== EXCERPTED DATA ==
+++

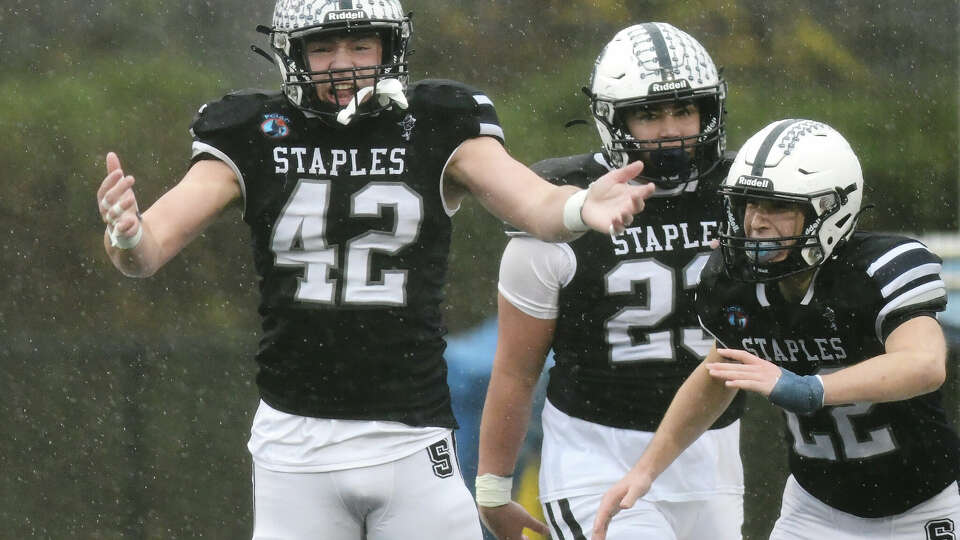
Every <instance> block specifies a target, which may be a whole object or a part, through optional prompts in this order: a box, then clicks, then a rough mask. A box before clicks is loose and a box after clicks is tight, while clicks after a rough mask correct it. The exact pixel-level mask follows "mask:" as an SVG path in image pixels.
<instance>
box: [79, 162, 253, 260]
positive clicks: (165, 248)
mask: <svg viewBox="0 0 960 540" xmlns="http://www.w3.org/2000/svg"><path fill="white" fill-rule="evenodd" d="M134 182H135V180H134V178H133V176H128V175H124V173H123V170H122V169H121V167H120V158H118V157H117V155H116V154H114V153H113V152H110V153H108V154H107V176H106V177H105V178H104V179H103V182H102V183H101V184H100V189H99V190H97V205H98V206H99V207H100V216H101V218H102V219H103V221H104V222H105V223H106V224H107V230H106V231H105V232H104V248H105V249H106V252H107V255H108V256H109V257H110V260H111V261H112V262H113V265H114V266H116V267H117V269H118V270H120V271H121V272H123V274H124V275H127V276H130V277H148V276H151V275H153V274H154V273H155V272H156V271H157V270H159V269H160V267H162V266H163V265H164V264H166V263H167V261H169V260H170V259H171V258H173V256H174V255H176V254H177V253H179V252H180V250H181V249H183V248H184V246H186V245H187V244H188V243H190V241H191V240H193V239H194V238H196V236H197V235H198V234H200V233H201V232H202V231H203V230H204V229H205V228H206V227H207V226H208V225H209V224H210V223H211V222H212V221H213V220H214V219H215V218H216V216H217V215H218V214H219V213H220V212H221V211H222V210H223V209H224V208H225V207H226V206H227V205H228V204H229V203H230V202H231V201H233V200H235V199H237V198H239V197H240V196H241V191H240V185H239V183H238V181H237V177H236V175H235V174H234V173H233V170H232V169H230V167H228V166H227V165H226V164H225V163H223V162H221V161H215V160H202V161H198V162H196V163H194V164H193V166H192V167H190V170H189V171H187V174H186V175H185V176H184V177H183V179H182V180H180V182H179V183H178V184H177V185H176V186H174V187H173V188H172V189H171V190H170V191H168V192H167V193H165V194H164V195H163V196H162V197H160V199H158V200H157V202H155V203H154V204H153V206H151V207H150V208H149V209H148V210H147V211H146V212H144V213H143V216H142V218H141V216H140V215H139V213H138V204H137V198H136V195H135V193H134V191H133V185H134ZM111 232H112V233H113V234H112V235H111Z"/></svg>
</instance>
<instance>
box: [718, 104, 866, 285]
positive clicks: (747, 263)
mask: <svg viewBox="0 0 960 540" xmlns="http://www.w3.org/2000/svg"><path fill="white" fill-rule="evenodd" d="M720 192H721V193H722V194H723V195H724V207H725V219H724V222H723V224H722V225H721V227H720V231H719V237H720V249H721V250H722V252H723V258H724V264H725V265H726V267H727V271H728V272H729V273H730V275H731V276H733V277H735V278H737V279H742V280H744V281H768V280H773V279H780V278H782V277H785V276H788V275H791V274H795V273H797V272H802V271H805V270H809V269H811V268H815V267H817V266H819V265H821V264H823V262H824V261H826V260H827V258H829V257H830V255H831V254H832V253H833V252H834V251H835V250H836V249H837V246H839V245H841V244H842V243H843V242H844V241H846V240H847V239H848V238H850V236H852V235H853V231H854V229H855V228H856V225H857V220H858V219H859V217H860V205H861V202H862V198H863V173H862V171H861V169H860V162H859V161H858V160H857V156H856V155H855V154H854V153H853V149H851V148H850V144H849V143H848V142H847V140H846V139H844V138H843V136H842V135H840V134H839V133H837V132H836V131H835V130H834V129H833V128H831V127H830V126H828V125H826V124H822V123H820V122H814V121H811V120H780V121H778V122H774V123H772V124H770V125H768V126H767V127H765V128H763V129H762V130H760V132H758V133H757V134H756V135H754V136H752V137H750V139H749V140H747V142H746V143H745V144H744V145H743V148H741V149H740V152H739V153H738V154H737V157H736V159H735V160H734V162H733V165H732V166H731V168H730V172H729V173H728V175H727V178H726V180H725V181H724V183H723V185H722V186H721V188H720ZM757 199H761V200H771V201H775V202H780V203H787V204H797V205H799V206H800V208H801V210H802V211H803V213H804V223H803V228H802V232H801V234H800V235H799V236H785V237H778V238H764V239H763V241H757V240H751V239H749V238H747V237H746V234H745V228H744V221H743V219H744V212H745V209H746V203H747V201H748V200H757ZM784 250H789V254H788V256H787V258H786V259H784V260H781V261H777V262H769V261H770V259H772V258H773V256H775V255H777V254H778V253H779V252H781V251H784Z"/></svg>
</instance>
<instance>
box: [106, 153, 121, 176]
mask: <svg viewBox="0 0 960 540" xmlns="http://www.w3.org/2000/svg"><path fill="white" fill-rule="evenodd" d="M119 169H120V157H119V156H117V154H116V153H115V152H107V173H108V174H109V173H112V172H113V171H116V170H119Z"/></svg>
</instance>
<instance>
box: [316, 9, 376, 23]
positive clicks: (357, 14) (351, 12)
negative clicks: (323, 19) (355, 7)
mask: <svg viewBox="0 0 960 540" xmlns="http://www.w3.org/2000/svg"><path fill="white" fill-rule="evenodd" d="M367 18H368V17H367V12H365V11H363V10H362V9H348V10H344V11H331V12H330V13H327V16H326V18H325V19H324V21H323V22H325V23H329V22H343V21H360V20H363V19H367Z"/></svg>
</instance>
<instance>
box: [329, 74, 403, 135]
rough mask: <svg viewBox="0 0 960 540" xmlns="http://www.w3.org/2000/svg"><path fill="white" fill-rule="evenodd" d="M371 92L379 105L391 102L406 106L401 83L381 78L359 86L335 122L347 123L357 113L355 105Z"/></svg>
mask: <svg viewBox="0 0 960 540" xmlns="http://www.w3.org/2000/svg"><path fill="white" fill-rule="evenodd" d="M371 93H372V94H374V97H375V98H376V100H377V103H379V104H380V106H381V107H387V106H388V105H390V104H391V102H392V103H395V104H396V105H397V106H398V107H400V108H401V109H406V108H407V106H408V105H407V96H406V95H405V94H404V93H403V84H402V83H401V82H400V81H398V80H397V79H383V80H381V81H379V82H377V84H376V85H375V86H367V87H364V88H361V89H360V91H359V92H357V93H356V95H354V96H353V99H351V100H350V103H349V104H348V105H347V106H346V107H344V108H343V110H342V111H340V113H339V114H337V122H340V123H341V124H343V125H345V126H346V125H348V124H349V123H350V122H351V121H352V120H353V117H354V116H355V115H356V114H357V107H359V106H360V105H361V104H362V103H363V102H364V101H366V100H367V99H368V98H369V97H370V94H371Z"/></svg>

+++

When you copy the lines above, drop the pictures and keep everything else exact.

== TASK RESPONSE ==
Every <instance> block specifies a target, which may be a whole object or a part, through optional prompts in this order: a box, then clicks, then a rough mask. A box before clicks is loose and a box after clicks is tight, while clicks after a rough mask correct it. The exact pixel-level mask follows "mask:" as an SVG path in image pixels.
<instance>
box: [79, 162, 253, 260]
positive clicks: (165, 248)
mask: <svg viewBox="0 0 960 540" xmlns="http://www.w3.org/2000/svg"><path fill="white" fill-rule="evenodd" d="M134 182H135V180H134V178H133V176H128V175H124V173H123V170H122V169H121V167H120V158H118V157H117V155H116V154H114V153H113V152H110V153H108V154H107V176H106V177H105V178H104V179H103V182H102V183H101V184H100V189H99V190H97V205H98V206H99V207H100V216H101V218H102V219H103V221H104V222H105V223H106V224H107V230H106V231H105V232H104V248H105V249H106V252H107V255H108V256H109V257H110V260H111V261H112V262H113V265H114V266H116V267H117V269H118V270H120V271H121V272H123V274H124V275H127V276H130V277H148V276H151V275H153V274H154V273H155V272H156V271H157V270H159V269H160V267H162V266H163V265H164V264H166V263H167V261H169V260H170V259H171V258H173V256H174V255H176V254H177V253H179V252H180V250H181V249H183V248H184V246H186V245H187V244H188V243H190V241H191V240H193V239H194V238H196V236H197V235H198V234H200V233H201V232H202V231H203V230H204V229H205V228H206V227H207V226H208V225H209V224H210V223H211V222H212V221H213V220H214V219H215V218H216V216H217V215H218V214H219V213H220V212H221V211H222V210H223V209H224V208H225V207H226V206H227V205H228V204H229V203H230V202H231V201H233V200H235V199H237V198H239V197H240V196H241V191H240V185H239V183H238V181H237V177H236V175H235V174H234V173H233V170H232V169H230V167H228V166H227V165H226V164H225V163H223V162H221V161H215V160H202V161H198V162H196V163H194V164H193V166H192V167H190V170H189V171H187V174H186V175H185V176H184V177H183V179H182V180H180V182H179V183H178V184H177V185H176V186H174V187H173V188H172V189H171V190H170V191H168V192H167V193H165V194H164V195H163V196H162V197H160V199H158V200H157V202H155V203H154V204H153V206H151V207H150V208H149V209H148V210H147V211H146V212H144V213H143V216H142V218H141V216H140V215H139V213H138V204H137V198H136V195H135V193H134V191H133V185H134ZM111 232H112V233H113V234H112V235H111Z"/></svg>
</instance>
<instance>
box: [718, 104, 866, 285]
positive clicks: (747, 263)
mask: <svg viewBox="0 0 960 540" xmlns="http://www.w3.org/2000/svg"><path fill="white" fill-rule="evenodd" d="M720 192H721V193H722V194H723V195H724V207H725V219H724V222H723V224H722V225H721V227H720V231H719V237H720V249H721V250H722V252H723V258H724V264H725V265H726V267H727V271H728V272H729V273H730V275H731V276H733V277H735V278H737V279H742V280H744V281H768V280H773V279H780V278H782V277H785V276H788V275H791V274H795V273H797V272H802V271H805V270H809V269H811V268H815V267H817V266H819V265H821V264H823V262H824V261H826V260H827V258H829V257H830V255H831V254H832V253H833V252H834V251H835V250H836V249H837V246H839V245H841V244H842V243H843V242H844V241H846V240H847V239H848V238H850V236H852V235H853V231H854V229H855V228H856V225H857V220H858V219H859V217H860V205H861V202H862V198H863V173H862V171H861V169H860V162H859V161H858V160H857V156H856V155H855V154H854V153H853V149H851V148H850V144H849V143H848V142H847V140H846V139H844V138H843V136H842V135H840V134H839V133H837V132H836V131H835V130H834V129H833V128H831V127H830V126H828V125H826V124H822V123H820V122H814V121H811V120H780V121H778V122H774V123H772V124H770V125H768V126H767V127H765V128H763V129H762V130H760V132H758V133H757V134H756V135H754V136H752V137H750V139H749V140H747V142H746V143H745V144H744V145H743V148H741V149H740V152H739V153H738V154H737V157H736V159H735V160H734V162H733V165H732V166H731V168H730V172H729V173H728V175H727V178H726V180H725V181H724V183H723V185H722V186H721V188H720ZM757 199H761V200H771V201H775V202H780V203H787V204H797V205H799V206H800V208H801V210H802V211H803V213H804V223H803V228H802V232H801V234H800V235H799V236H785V237H778V238H764V239H763V241H757V240H751V239H749V238H747V237H746V234H745V228H744V221H743V219H744V212H745V209H746V203H747V201H748V200H757ZM784 250H789V254H788V256H787V258H786V259H784V260H781V261H777V262H769V261H770V259H772V258H773V256H775V255H777V254H778V253H779V252H781V251H784Z"/></svg>
</instance>
<instance>
box: [106, 153, 121, 176]
mask: <svg viewBox="0 0 960 540" xmlns="http://www.w3.org/2000/svg"><path fill="white" fill-rule="evenodd" d="M119 169H120V157H119V156H117V154H116V153H115V152H107V173H108V174H109V173H112V172H113V171H116V170H119Z"/></svg>
</instance>
<instance>
box: [316, 9, 376, 23]
positive clicks: (357, 14) (351, 12)
negative clicks: (323, 19) (355, 7)
mask: <svg viewBox="0 0 960 540" xmlns="http://www.w3.org/2000/svg"><path fill="white" fill-rule="evenodd" d="M367 18H368V17H367V12H365V11H363V10H362V9H348V10H344V11H331V12H330V13H327V16H326V18H325V19H324V21H323V22H325V23H329V22H343V21H360V20H363V19H367Z"/></svg>
</instance>
<instance>
box: [329, 74, 403, 135]
rough mask: <svg viewBox="0 0 960 540" xmlns="http://www.w3.org/2000/svg"><path fill="white" fill-rule="evenodd" d="M371 92L379 105L391 102L406 106L401 83L381 78L359 86L335 122L347 123L357 113L355 105Z"/></svg>
mask: <svg viewBox="0 0 960 540" xmlns="http://www.w3.org/2000/svg"><path fill="white" fill-rule="evenodd" d="M371 93H372V94H374V97H375V98H376V100H377V103H379V104H380V106H381V107H387V106H388V105H390V104H391V102H392V103H395V104H396V105H397V106H398V107H400V108H401V109H406V108H407V106H408V105H407V96H406V95H405V94H404V93H403V84H402V83H401V82H400V81H398V80H397V79H383V80H381V81H379V82H377V84H376V85H375V86H367V87H364V88H361V89H360V91H359V92H357V93H356V95H354V96H353V99H351V100H350V103H349V104H348V105H347V106H346V107H344V108H343V110H342V111H340V113H339V114H337V122H340V123H341V124H343V125H345V126H346V125H348V124H349V123H350V122H351V121H352V120H353V117H354V116H355V115H356V114H357V107H359V106H360V105H361V104H362V103H363V102H364V101H366V100H367V99H368V98H369V97H370V94H371Z"/></svg>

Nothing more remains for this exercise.